• Quoted text
Deep Water: Brando stands up to corruption

The Wicker Man (1973)
Where: The Horror Channel
When: Christmas Day, 10.55pm
Nothing says 'festive' quite like a crazy cult movie full of murder, madness and paganism. Edward Woodward plays the strait-laced copper investigating the disappearance of a young girl on a remote Scottish island, Christopher Lee the island's sinister leader with an even more sinister secret. We lost director Robin Hardy earlier this year so this Christmas Day screening provides a nice tribute.

Casablanca (1942)
Where: ITV3
When: December 18, 3.45pm
Screening this most celebrated of films on ITV3 is like exhibiting a Renoir in a public toilet but, if you don't have it on DVD, sometimes you have to take the rough with the smooth. Suffice to say, the Bogart-Bergman classic is one of the finest romantic adventure movies ever made and its influence remains undimmed (this year's Allied being its most recent progeny).

• Parts of the exercise
#1 Translate this sentence from the film listings into Spanish: "Nothing says 'festive' quite like a crazy cult movie full of murder, madness and paganism."
#2 Reproduce the stretch of the film listings from "Where: The Horror" through "most recent progeny).", word for word.
Use only the film listings above when answering.

[Point annotation dataset records]
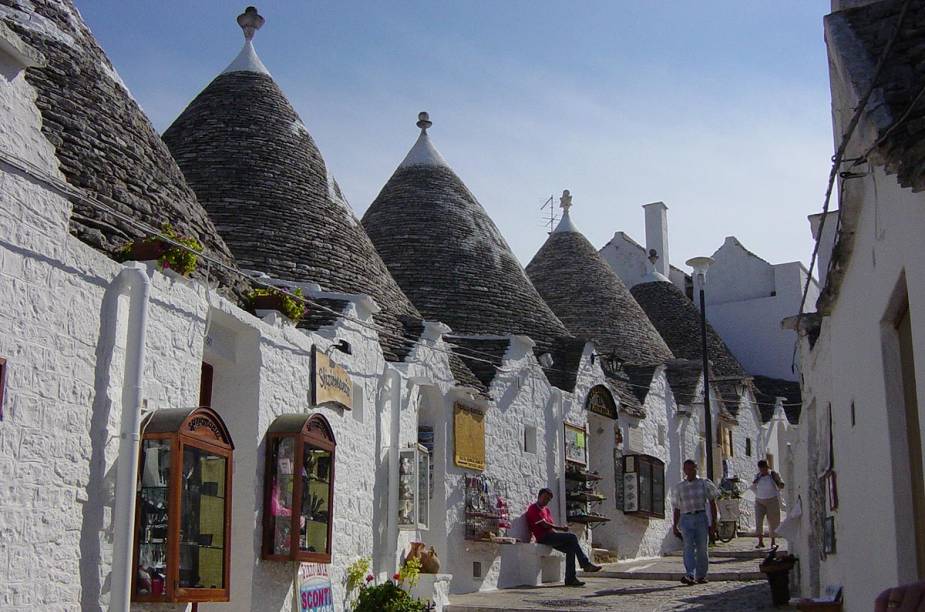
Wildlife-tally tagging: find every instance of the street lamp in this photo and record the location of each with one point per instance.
(700, 266)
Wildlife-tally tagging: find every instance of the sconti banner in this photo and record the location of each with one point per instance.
(331, 383)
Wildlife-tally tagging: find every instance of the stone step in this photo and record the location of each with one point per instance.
(719, 576)
(732, 554)
(602, 555)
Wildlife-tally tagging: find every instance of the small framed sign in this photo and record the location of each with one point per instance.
(828, 535)
(576, 444)
(331, 384)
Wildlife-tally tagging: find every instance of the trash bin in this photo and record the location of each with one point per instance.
(777, 569)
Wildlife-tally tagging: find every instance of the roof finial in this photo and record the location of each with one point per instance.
(250, 21)
(565, 202)
(424, 121)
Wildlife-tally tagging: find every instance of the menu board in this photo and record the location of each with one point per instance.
(469, 428)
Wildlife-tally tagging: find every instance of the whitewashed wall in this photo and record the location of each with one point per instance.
(854, 362)
(628, 259)
(747, 298)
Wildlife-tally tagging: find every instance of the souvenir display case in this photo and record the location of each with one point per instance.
(413, 487)
(487, 516)
(299, 489)
(581, 496)
(183, 509)
(644, 486)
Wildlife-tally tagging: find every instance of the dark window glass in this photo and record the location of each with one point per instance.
(316, 503)
(281, 494)
(152, 506)
(202, 526)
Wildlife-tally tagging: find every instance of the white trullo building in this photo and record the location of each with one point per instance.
(859, 453)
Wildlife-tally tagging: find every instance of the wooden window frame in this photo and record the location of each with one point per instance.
(652, 463)
(200, 428)
(2, 384)
(317, 433)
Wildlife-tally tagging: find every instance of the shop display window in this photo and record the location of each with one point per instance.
(645, 475)
(413, 487)
(299, 489)
(183, 509)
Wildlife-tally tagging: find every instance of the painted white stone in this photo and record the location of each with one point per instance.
(423, 153)
(247, 61)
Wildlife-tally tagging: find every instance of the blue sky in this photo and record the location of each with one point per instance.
(720, 109)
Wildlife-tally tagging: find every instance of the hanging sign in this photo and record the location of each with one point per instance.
(600, 401)
(469, 437)
(636, 440)
(313, 588)
(576, 446)
(332, 384)
(630, 492)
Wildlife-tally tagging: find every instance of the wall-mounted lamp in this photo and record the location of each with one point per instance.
(343, 346)
(610, 363)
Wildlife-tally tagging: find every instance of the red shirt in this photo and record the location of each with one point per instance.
(535, 514)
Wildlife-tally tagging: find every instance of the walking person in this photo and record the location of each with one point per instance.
(544, 530)
(767, 486)
(691, 498)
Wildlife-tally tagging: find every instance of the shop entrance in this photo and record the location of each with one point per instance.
(602, 431)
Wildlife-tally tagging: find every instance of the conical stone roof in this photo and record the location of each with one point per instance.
(678, 321)
(448, 255)
(257, 171)
(590, 299)
(106, 147)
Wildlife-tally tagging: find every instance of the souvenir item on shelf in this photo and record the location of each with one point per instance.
(581, 494)
(487, 515)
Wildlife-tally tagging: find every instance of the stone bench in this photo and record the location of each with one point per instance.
(529, 564)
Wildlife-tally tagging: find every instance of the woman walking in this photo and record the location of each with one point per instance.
(767, 486)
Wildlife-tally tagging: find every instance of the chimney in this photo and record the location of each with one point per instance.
(657, 235)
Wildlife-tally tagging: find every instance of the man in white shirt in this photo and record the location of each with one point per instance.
(767, 486)
(690, 499)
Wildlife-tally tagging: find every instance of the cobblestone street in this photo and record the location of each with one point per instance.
(643, 586)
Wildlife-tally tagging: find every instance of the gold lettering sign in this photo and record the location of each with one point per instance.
(469, 432)
(332, 384)
(600, 401)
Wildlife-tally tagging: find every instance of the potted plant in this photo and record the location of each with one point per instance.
(180, 260)
(270, 298)
(388, 596)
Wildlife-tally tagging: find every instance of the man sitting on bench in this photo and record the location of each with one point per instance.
(544, 530)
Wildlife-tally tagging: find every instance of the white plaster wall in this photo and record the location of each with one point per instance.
(747, 298)
(738, 274)
(628, 259)
(887, 248)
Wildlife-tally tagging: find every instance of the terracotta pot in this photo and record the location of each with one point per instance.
(267, 302)
(146, 250)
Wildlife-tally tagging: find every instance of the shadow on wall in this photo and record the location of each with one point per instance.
(99, 492)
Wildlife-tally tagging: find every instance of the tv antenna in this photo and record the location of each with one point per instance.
(550, 221)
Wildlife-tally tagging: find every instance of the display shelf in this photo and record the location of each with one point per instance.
(582, 476)
(587, 519)
(486, 512)
(585, 497)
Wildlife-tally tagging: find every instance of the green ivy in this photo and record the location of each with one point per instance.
(180, 260)
(293, 308)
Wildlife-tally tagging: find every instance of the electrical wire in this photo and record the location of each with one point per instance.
(67, 190)
(838, 158)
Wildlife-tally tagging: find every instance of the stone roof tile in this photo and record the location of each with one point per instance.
(592, 301)
(902, 79)
(678, 321)
(256, 169)
(105, 145)
(449, 257)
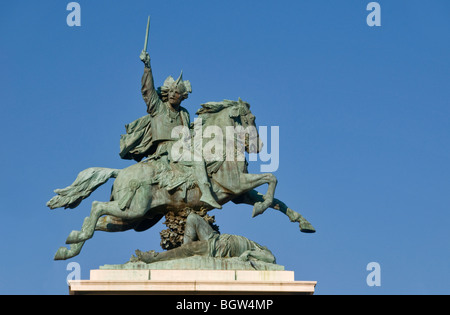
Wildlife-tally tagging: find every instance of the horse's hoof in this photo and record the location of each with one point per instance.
(74, 237)
(306, 227)
(61, 254)
(258, 208)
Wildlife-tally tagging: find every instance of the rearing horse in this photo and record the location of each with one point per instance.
(138, 201)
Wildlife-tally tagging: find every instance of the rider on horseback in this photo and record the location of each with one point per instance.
(151, 136)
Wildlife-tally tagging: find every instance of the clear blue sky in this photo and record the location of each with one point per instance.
(364, 129)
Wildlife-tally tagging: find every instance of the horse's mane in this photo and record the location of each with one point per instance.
(215, 107)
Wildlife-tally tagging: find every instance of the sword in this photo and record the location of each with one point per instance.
(146, 34)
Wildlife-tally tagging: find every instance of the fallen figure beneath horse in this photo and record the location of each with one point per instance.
(201, 240)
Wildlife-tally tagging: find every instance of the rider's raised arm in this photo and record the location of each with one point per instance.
(148, 90)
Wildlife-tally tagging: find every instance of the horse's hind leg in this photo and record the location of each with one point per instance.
(64, 253)
(253, 197)
(98, 209)
(251, 181)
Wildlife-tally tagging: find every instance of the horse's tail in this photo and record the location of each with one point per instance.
(86, 182)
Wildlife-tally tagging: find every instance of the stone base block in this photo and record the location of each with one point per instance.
(190, 282)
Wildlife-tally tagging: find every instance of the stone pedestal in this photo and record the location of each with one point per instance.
(191, 282)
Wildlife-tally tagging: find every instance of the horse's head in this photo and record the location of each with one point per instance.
(245, 124)
(237, 115)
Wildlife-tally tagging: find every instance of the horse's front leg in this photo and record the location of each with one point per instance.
(253, 197)
(251, 181)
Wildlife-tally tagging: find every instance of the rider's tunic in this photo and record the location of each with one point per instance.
(151, 135)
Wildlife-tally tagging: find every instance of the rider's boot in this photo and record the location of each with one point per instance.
(205, 186)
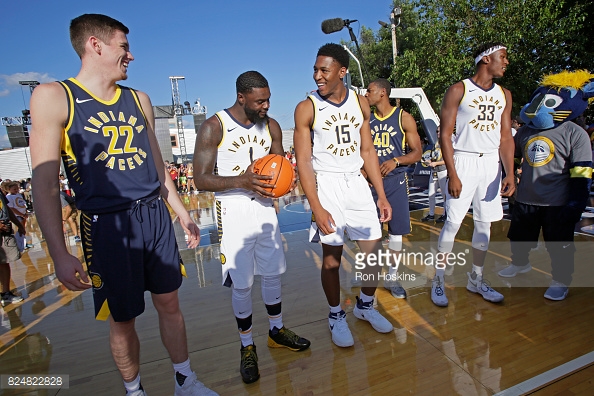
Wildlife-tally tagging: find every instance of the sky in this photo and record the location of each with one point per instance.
(208, 42)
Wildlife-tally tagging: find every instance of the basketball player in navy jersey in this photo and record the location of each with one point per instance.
(331, 178)
(480, 111)
(251, 244)
(392, 129)
(104, 134)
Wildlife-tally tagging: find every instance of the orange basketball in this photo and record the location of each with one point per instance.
(280, 169)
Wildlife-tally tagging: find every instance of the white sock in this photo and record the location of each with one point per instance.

• Answers to the tasks
#1 Nada dice «festivo» tanto como una disparatada película de culto llena de asesinatos, locura y paganismo.

#2
Where: The Horror Channel
When: Christmas Day, 10.55pm
Nothing says 'festive' quite like a crazy cult movie full of murder, madness and paganism. Edward Woodward plays the strait-laced copper investigating the disappearance of a young girl on a remote Scottish island, Christopher Lee the island's sinister leader with an even more sinister secret. We lost director Robin Hardy earlier this year so this Christmas Day screening provides a nice tribute.

Casablanca (1942)
Where: ITV3
When: December 18, 3.45pm
Screening this most celebrated of films on ITV3 is like exhibiting a Renoir in a public toilet but, if you don't have it on DVD, sometimes you have to take the rough with the smooth. Suffice to say, the Bogart-Bergman classic is one of the finest romantic adventure movies ever made and its influence remains undimmed (this year's Allied being its most recent progeny).